EN JUILLET 1837, quelques mois après son retour en Angleterre, Charles Darwin, marqué par les observations faites au cours d’un périple de cinq ans à bord du « Beagle », entreprend dans le plus grand secret la rédaction des carnets où il développe ses idées sur la sélection naturelle et sur l’origine des espèces. Il est conscient de la transgression qu’il est en train d’accomplir. « Je suis maintenant presque entièrement convaincu (...) que les espèces ne sont pas (c’est comme confesser un crime) immuables », écrit-il. Et encore : « Cuidado » (prudence). Sept ans plus tard, à 67 ans, 200 pages de son manuscrit ont été rédigées, qu’il continue à tenir cachées dans son bureau avec une lettre destinée à sa femme. En cas de mort brutale, il lui demande de publier ce qui sera selon lui « une avancée considérable de la science ».
Darwin a vu juste, la publication de sa théorie, à laquelle il finira par consentir, révolutionnera la pensée scientifique. La loi naturelle qu’il découvre rend compte à elle seule de l’extraordinaire richesse de la diversité de l’univers du vivant. Ce faisant, elle permet de penser de manière cohérente la création sans créateur, sans projet, sans finalité - les tenants d’une lecture littérale des textes religieux et ceux du « dessein intelligent » s’y opposent encore aujourd’hui. Médecin et chercheur, Jean-Claude Ameisen, dans le très beau livre* qu’il lui consacre, le souligne : « Darwin a posé les fondations de ce qui est devenu une grille de lecture d’une extraordinaire puissance, d’une extraordinaire fécondité et d’une extraordinaire longévité pour explorer les origines et pour prédire, observer et anticiper l’évolution du vivant... Et la biologie moderne, en se transformant, en évoluant et en étendant son champ d’exploration et de questionnement, se déploiera dans le cadre conceptuel dont il a tracé les contours il y a maintenant un siècle et demi ». Ses propres travaux sur la mort cellulaire s’inscrivent ainsi dans le champ ouvert par l’auteur de « l’Origine des espèces ».

__________

▸ **Consignes**:
A. D'après le texte sur Darwin, que demande Darwin à sa femme dans la lettre cachée avec son manuscrit ?
B. Indiquez si chacune des affirmations suivantes concorde avec le texte sur Darwin : (i) Darwin a voyagé pendant cinq ans à bord du « Beagle ». (ii) Jean-Claude Ameisen est présenté comme physicien. (iii) Darwin gardait son manuscrit caché dans son bureau.
C. Prolongez le texte sur Darwin au-delà de sa dernière phrase.

▸ **Données**:
__________

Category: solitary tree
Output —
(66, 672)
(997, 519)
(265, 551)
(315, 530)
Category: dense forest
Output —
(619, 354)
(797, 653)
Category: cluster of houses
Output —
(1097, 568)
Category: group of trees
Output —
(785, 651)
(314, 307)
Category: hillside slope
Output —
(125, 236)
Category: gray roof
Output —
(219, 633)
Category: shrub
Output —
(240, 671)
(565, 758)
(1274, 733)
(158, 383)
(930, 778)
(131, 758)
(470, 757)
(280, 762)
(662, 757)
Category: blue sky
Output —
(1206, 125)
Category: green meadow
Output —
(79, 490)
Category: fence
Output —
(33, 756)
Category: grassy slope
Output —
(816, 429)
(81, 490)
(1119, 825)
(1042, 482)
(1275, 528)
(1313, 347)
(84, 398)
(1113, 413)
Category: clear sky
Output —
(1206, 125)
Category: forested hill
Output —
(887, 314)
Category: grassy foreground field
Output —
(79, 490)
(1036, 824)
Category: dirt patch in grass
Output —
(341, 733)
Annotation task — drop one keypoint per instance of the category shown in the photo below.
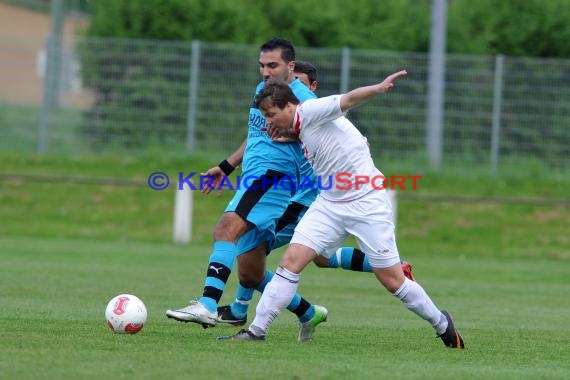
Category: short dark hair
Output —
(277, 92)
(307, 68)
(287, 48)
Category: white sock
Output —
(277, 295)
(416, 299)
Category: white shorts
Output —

__________

▸ **Corrigé**:
A. Il lui demande de publier son manuscrit en cas de mort brutale.

B. (i) Oui : « un périple de cinq ans à bord du ». (ii) Non : « Médecin et chercheur, Jean-Claude Ameisen ». (iii) Oui : « qu’il continue à tenir cachées dans son bureau ».

C.
La théorie darwinienne de l’évolution « n’a pas seulement imprégné notre façon d’appréhender la nature, et de nous interroger sur notre nature biologique. Elle a aussi imprégné notre culture », estime J.-Cl. Ameisen. Pour le meilleur et parfois pour le pire. Car la tentation d’appliquer au fonctionnement de nos sociétés une forme de loi naturelle a été forte et sera à l’origine des dérives du darwinisme social et sa légitimation par la science. Efficace à décrire la diversité et la complexité du vivant, la loi de la sélection naturelle oppose « une indifférence aveugle et absolue au devenir, à la liberté et à la souffrance de chaque être vivant ».
Jean-Claude Ameisen a conçu son livre comme un carnet de voyage personnel, à la fois plongée dans la recherche contemporaine en biologie, réflexion sur l’histoire des idées et ouverture sur l’émotion poétique. Il n’hésite pas à dire « Je » et à faire entendre l’écho des fracas qui l’ont meurtri. « Car que valent les merveilles de la science si elles mènent à l’indifférence, au malheur, à la souffrance, au mépris et à l’oubli ? », interroge-t-il.
« Dans la lumière et les ombres, Darwin et le bouleversement du monde », Fayard/Seuil, 450 pages, 23 euros.